* Begin LISTED ENTRIES *
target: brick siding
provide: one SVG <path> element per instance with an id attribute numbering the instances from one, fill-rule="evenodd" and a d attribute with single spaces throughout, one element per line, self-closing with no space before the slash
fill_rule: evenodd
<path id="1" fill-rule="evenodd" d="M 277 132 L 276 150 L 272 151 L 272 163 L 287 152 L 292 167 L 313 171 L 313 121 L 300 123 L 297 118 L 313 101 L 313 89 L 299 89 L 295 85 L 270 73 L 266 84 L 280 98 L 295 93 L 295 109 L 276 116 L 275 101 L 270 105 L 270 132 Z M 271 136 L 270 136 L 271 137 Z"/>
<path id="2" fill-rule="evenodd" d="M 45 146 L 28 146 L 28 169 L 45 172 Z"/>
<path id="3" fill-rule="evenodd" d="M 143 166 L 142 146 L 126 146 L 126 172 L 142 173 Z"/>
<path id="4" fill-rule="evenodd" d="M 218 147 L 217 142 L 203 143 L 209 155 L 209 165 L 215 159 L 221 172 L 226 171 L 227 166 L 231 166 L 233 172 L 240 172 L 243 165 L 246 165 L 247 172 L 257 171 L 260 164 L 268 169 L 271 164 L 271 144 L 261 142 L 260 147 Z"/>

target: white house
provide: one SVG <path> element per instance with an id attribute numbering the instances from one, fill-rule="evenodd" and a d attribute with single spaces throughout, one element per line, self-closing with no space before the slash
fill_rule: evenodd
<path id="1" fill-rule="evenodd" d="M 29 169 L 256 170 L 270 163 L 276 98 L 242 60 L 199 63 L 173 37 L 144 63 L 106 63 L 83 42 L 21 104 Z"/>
* End LISTED ENTRIES *
** AIM OF THE EXERCISE **
Give every line in the listing above as a JSON list of strings, one string per line, omitting blank lines.

** EXERCISE RESULT **
[
  "target: brick siding",
  "provide: one SVG <path> element per instance with an id attribute numbering the instances from one, fill-rule=\"evenodd\" and a d attribute with single spaces throughout, one element per line, self-closing with no space before the slash",
  "fill_rule: evenodd",
  "<path id=\"1\" fill-rule=\"evenodd\" d=\"M 277 132 L 276 150 L 272 151 L 272 163 L 287 152 L 292 167 L 313 171 L 313 121 L 300 123 L 297 118 L 313 101 L 313 89 L 299 89 L 295 85 L 270 73 L 266 84 L 280 98 L 295 93 L 295 109 L 276 116 L 275 101 L 270 105 L 270 132 Z M 271 136 L 270 136 L 271 137 Z\"/>",
  "<path id=\"2\" fill-rule=\"evenodd\" d=\"M 45 146 L 28 146 L 28 169 L 45 172 Z\"/>",
  "<path id=\"3\" fill-rule=\"evenodd\" d=\"M 143 166 L 142 146 L 126 146 L 126 172 L 142 173 Z\"/>",
  "<path id=\"4\" fill-rule=\"evenodd\" d=\"M 218 147 L 217 142 L 203 143 L 209 155 L 209 165 L 215 159 L 221 172 L 226 171 L 227 166 L 231 166 L 233 172 L 240 172 L 243 165 L 246 165 L 247 172 L 257 171 L 260 164 L 268 169 L 271 164 L 271 144 L 261 142 L 260 147 Z\"/>",
  "target: white house",
  "provide: one SVG <path> element per instance with an id attribute numbering the instances from one, fill-rule=\"evenodd\" and a d attribute with single spaces throughout, one element per line, self-closing with no space before the slash",
  "fill_rule: evenodd",
  "<path id=\"1\" fill-rule=\"evenodd\" d=\"M 29 169 L 256 170 L 270 163 L 276 98 L 242 60 L 199 63 L 173 37 L 144 63 L 106 63 L 83 42 L 21 104 Z\"/>"
]